*Stated problem 1*.
Answer these questions using the heat-wave gardening tips:
(a) By what time of day should the vegetable garden be watered?
(b) How many times a week should tomatoes get a deep watering?
(c) Above what temperature do most lawns stop growing?

*Document section*.

━━━━━━━━

Take care of garden chores early in the morning, concentrating on watering. We’re still in survival mode until this heat wave breaks.

* Keep your vegetable garden watered, mulched and weeded. Water before 8 a.m. to conserve moisture.

* Prevent sunburn; provide temporary shade for tomatoes, peppers, eggplant, melons, squash and other crops with “sensitive” skin.

* Hold off on feeding plants until temperatures cool back down to “normal” range. That means daytime highs in the low to mid 90s.

* Don’t let tomatoes wilt or dry out completely. Give tomatoes a deep watering two to three times a week. Harvest vegetables promptly to encourage plants to produce more.

* Squash especially tends to grow rapidly in hot weather. Keep an eye on zucchini.

* Some weeds thrive in hot weather. Whack them before they go to seed.

* Pinch back chrysanthemums for bushy plants and more flowers in September.

* Harvest tomatoes, squash, peppers and eggplant. Prompt picking will help keep plants producing.

* Remove spent flowers from roses, daylilies and other bloomers as they finish flowering.

* Pinch off blooms from basil so the plant will grow more leaves.

* Cut back lavender after flowering to promote a second bloom.

* One good thing about hot days: Most lawns stop growing when temperatures top 95 degrees. Keep mower blades set on high.

* Once the weather cools down a little, it’s not too late to add a splash of color. Plant petunias, snapdragons, zinnias and marigolds.

* After the heat wave, plant corn, pumpkins, radishes, winter squash and sunflowers. Make sure the seeds stay hydrated.

━━━━━━━━

[Excerpts from point annotation data]
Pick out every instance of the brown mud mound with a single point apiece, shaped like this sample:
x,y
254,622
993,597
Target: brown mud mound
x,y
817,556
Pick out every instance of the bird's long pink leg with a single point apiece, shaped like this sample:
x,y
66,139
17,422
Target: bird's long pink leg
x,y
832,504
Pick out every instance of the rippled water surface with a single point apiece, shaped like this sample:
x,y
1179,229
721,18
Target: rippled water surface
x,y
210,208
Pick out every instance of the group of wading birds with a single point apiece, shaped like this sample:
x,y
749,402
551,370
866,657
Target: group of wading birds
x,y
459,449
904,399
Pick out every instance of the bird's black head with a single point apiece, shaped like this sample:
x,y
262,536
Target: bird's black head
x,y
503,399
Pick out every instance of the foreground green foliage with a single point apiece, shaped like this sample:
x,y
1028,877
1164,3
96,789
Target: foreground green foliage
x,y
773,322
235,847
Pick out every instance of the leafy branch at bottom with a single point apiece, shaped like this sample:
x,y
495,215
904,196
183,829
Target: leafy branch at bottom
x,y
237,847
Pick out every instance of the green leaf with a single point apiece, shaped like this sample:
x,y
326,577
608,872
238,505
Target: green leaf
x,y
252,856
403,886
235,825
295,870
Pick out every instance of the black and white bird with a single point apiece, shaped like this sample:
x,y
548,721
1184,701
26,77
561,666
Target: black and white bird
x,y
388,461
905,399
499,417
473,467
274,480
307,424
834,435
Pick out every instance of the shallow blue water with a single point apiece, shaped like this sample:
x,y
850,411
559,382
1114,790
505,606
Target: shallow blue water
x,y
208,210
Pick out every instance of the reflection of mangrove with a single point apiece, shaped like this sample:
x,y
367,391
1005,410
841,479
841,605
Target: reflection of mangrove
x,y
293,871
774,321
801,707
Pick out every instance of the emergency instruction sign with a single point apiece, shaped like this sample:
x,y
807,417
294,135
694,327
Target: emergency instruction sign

━━━━━━━━

*Stated problem 2*. Copy the section of the records that begins with the line containing "Pick out every instance of the black" and continues through the end of the records, reproducing each line exactly.

*Problem solution 1*.
(a) Before 8 a.m.
(b) Two to three times a week.
(c) 95 degrees.

*Problem solution 2*.
Pick out every instance of the black and white bird with a single point apiece, shaped like this sample:
x,y
548,721
1184,701
26,77
561,666
Target: black and white bird
x,y
388,461
905,399
499,417
473,467
274,480
307,424
834,435
Pick out every instance of the shallow blue water with a single point apiece, shaped like this sample:
x,y
850,411
559,382
1114,790
505,606
Target: shallow blue water
x,y
208,210
Pick out every instance of the reflection of mangrove with a single point apiece, shaped like this sample:
x,y
367,391
1005,410
841,479
841,605
Target: reflection of mangrove
x,y
293,871
774,321
801,707
Pick out every instance of the emergency instruction sign with a single point apiece, shaped like this sample:
x,y
807,417
294,135
694,327
Target: emergency instruction sign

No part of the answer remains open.